> _TASK ITEM_:
An exact reproduction of each record is required.

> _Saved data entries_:
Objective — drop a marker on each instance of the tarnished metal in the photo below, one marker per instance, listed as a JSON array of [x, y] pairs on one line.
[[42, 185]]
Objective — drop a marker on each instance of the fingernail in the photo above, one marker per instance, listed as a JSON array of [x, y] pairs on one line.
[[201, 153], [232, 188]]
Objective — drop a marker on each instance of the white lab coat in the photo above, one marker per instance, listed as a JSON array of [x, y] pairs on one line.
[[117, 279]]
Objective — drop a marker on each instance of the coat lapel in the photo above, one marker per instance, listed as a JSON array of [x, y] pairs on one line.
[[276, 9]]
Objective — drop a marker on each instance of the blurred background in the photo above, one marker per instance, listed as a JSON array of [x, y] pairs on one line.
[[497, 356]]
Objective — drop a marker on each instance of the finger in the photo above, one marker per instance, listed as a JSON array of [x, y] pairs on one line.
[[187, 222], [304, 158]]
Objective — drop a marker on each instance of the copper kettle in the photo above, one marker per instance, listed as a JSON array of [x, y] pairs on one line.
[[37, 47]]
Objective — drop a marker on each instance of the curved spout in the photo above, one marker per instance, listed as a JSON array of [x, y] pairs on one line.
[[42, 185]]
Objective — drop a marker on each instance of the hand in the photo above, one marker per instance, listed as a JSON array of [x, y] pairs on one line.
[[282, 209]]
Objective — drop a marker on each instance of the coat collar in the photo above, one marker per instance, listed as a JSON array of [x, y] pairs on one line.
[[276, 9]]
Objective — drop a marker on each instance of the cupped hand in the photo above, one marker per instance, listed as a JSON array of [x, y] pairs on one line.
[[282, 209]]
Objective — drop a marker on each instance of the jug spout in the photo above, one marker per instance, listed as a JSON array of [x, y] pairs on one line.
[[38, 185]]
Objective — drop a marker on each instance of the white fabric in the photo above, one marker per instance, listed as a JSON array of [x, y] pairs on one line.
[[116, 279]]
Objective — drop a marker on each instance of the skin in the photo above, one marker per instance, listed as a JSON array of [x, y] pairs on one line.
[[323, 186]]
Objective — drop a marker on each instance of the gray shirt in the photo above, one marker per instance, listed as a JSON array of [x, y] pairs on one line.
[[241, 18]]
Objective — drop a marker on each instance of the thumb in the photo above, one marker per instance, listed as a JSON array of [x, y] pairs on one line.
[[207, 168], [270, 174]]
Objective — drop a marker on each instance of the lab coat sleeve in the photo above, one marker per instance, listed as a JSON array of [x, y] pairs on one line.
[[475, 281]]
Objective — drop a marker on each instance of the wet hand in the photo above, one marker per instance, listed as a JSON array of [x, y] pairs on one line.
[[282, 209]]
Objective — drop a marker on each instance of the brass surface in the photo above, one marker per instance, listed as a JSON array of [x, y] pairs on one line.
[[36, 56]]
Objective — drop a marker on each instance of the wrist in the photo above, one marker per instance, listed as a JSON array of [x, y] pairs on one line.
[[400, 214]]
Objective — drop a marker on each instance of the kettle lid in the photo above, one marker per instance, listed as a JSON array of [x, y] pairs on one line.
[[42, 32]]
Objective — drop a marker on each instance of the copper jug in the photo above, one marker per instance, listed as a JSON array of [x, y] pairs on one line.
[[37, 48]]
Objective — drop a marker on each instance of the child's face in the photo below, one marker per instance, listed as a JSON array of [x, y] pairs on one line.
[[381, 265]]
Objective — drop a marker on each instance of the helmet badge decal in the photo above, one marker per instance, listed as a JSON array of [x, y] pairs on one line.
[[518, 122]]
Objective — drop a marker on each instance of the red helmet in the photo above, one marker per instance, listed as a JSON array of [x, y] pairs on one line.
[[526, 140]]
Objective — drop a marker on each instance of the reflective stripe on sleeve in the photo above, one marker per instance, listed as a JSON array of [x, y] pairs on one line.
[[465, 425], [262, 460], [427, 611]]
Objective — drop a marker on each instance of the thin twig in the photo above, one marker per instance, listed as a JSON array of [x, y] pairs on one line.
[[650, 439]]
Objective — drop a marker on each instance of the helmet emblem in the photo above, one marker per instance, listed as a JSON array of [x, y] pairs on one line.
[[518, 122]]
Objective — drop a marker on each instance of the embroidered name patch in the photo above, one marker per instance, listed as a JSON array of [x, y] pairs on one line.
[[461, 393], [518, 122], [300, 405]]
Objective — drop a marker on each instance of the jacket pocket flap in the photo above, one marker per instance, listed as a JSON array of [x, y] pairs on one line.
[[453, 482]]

> _RESPONSE BELOW_:
Objective — drop a marker on each instance of the tarnished metal in the photo below, one marker per instance, listed as a JSON array of [x, y] pairs on one line.
[[42, 185]]
Objective — drop a marker on each instance of the fingernail in the photo above, one marker per instance, listed as a JSON array of [x, y] pairs on one line.
[[201, 153], [232, 188]]
Objective — drop a marker on each instance of the white lab coat in the photo above, one marker per instance, listed as a JSON array of [x, y] pairs on one line.
[[117, 279]]
Objective — drop a marker on each instance of the coat lapel in the photo above, one marker per instance, listed as a JSON array of [x, y] pairs on one line.
[[276, 9]]
Objective — drop a marker on each instance of the blurred background in the photo above, one marker per instance, listed as a JSON array of [x, y] pairs on one line.
[[497, 356]]
Objective — drop a marker on each instance of the finger in the photo above, one marker per instance, listed as a JSON array of [x, y] pairs on one line.
[[187, 222], [304, 158]]
Objective — drop a marker on each instance of the copper kettle in the photo above, one marker per instance, listed as a JSON array of [x, y] pairs on one line.
[[37, 47]]
Objective — drop a marker on each instance of the curved spout in the photo above, one marker per instance, listed as a JSON array of [x, y] pairs on one line.
[[42, 185]]
Objective — drop a marker on each instance of the hand in the photo above, one marker per instance, listed as a JSON array of [x, y] pairs on one line.
[[282, 209]]
Objective — drop a marker on each instance of the coat collar in the photo above, one marker per instance, listed as a JSON array of [x, y] pairs on one line.
[[276, 9]]
Objective — drop a marker on each instance of the cupped hand in the photo above, one marker per instance, listed as a JSON array of [x, y] pairs on one line.
[[282, 209]]
Objective — drop a marker on each instance of the jug spout in the photo above, one marker per instance, listed as a JSON array of [x, y] pairs on one line.
[[38, 185]]
Objective — drop a marker on each instance of the white fabric in the photo above, one marker per instance, listed as a JSON array of [x, y] pairs on one line.
[[116, 279]]
Objective — drop a marker on each instance of the skin in the photo above, one marker per instance, listed as a JSON array of [x, y] pairs on one line.
[[323, 186]]
Objective — drop a marker on each instance of the gray shirt in the photo above, one marker per instance, listed as a JSON array of [x, y] pairs on one line.
[[241, 18]]
Objective — drop a marker on each instance of the thumb in the photo above, one marker per instance, listed as a JSON array of [x, y] pairs on one line.
[[207, 168], [270, 174]]
Objective — drop a marker on each instance of the lab coat sleeve in the photo above, one marker per instance, listed as a JSON array of [x, y] pairs on one line.
[[475, 281]]
Objective — drop a marker on each instance of the wet hand in the photo above, one marker per instance, listed as a JSON array of [x, y] pairs on one line.
[[282, 209]]
Objective — drop a marker on each instance of the brass surface in the photo above, one marker per instance, listed as a JSON array of [x, y] pairs on one line.
[[36, 56]]
Objective — drop a marker on each instance of the wrist in the photo above, one marker per instance, listed as a JSON array of [x, y] pairs on one line.
[[400, 214]]
Objective — drop a marker on each instance of the kettle lid in the photo above, one marker per instance, listed as a JSON array of [x, y] pairs on one line.
[[42, 32]]
Objective — drop a marker on each instance of the copper jug in the photo above, one marker per instance, listed as a JSON array of [x, y] pairs on one line.
[[37, 48]]
Objective — drop a marker on each instance of the child's face in the photo below, one marker per instance, listed as a JSON array of [x, y] pairs on one line.
[[381, 265]]
Objective — drop a marker on each instance of the helmet badge decal in the photo above, one marker per instance, listed as a JSON array of [x, y] pairs on one line.
[[518, 122]]
Objective — drop a marker on each instance of the red helmet in the photo above, one marker per instance, listed as a JSON array of [x, y] pairs on one line.
[[526, 140]]
Objective — drop a marker on each instance of the reflective stripe on sleeve in the photo above, one marker per instance, listed as a JSON array of [x, y] pairs on one line.
[[465, 425], [262, 460], [427, 611]]
Objective — drop a marker on each instance of the thin twig in the photo above, one marker per instance, listed as a JSON array of [x, y] pairs on one line.
[[650, 439]]
Objective — drop a marker on each instance of the helmet emblem in the photo above, one marker per instance, listed as a JSON array of [x, y] pairs on one line.
[[518, 122]]
Objective — drop a marker on each instance of the embroidered name patch in the photo above, one marker per instance, listed as a JSON array of [x, y] pairs on one line.
[[461, 393], [518, 122], [300, 405]]
Objective — drop a marker on each instance of the jacket pocket flap in the photo above, one marker per instance, listed as a JSON array of [x, y] pairs on one line.
[[453, 482]]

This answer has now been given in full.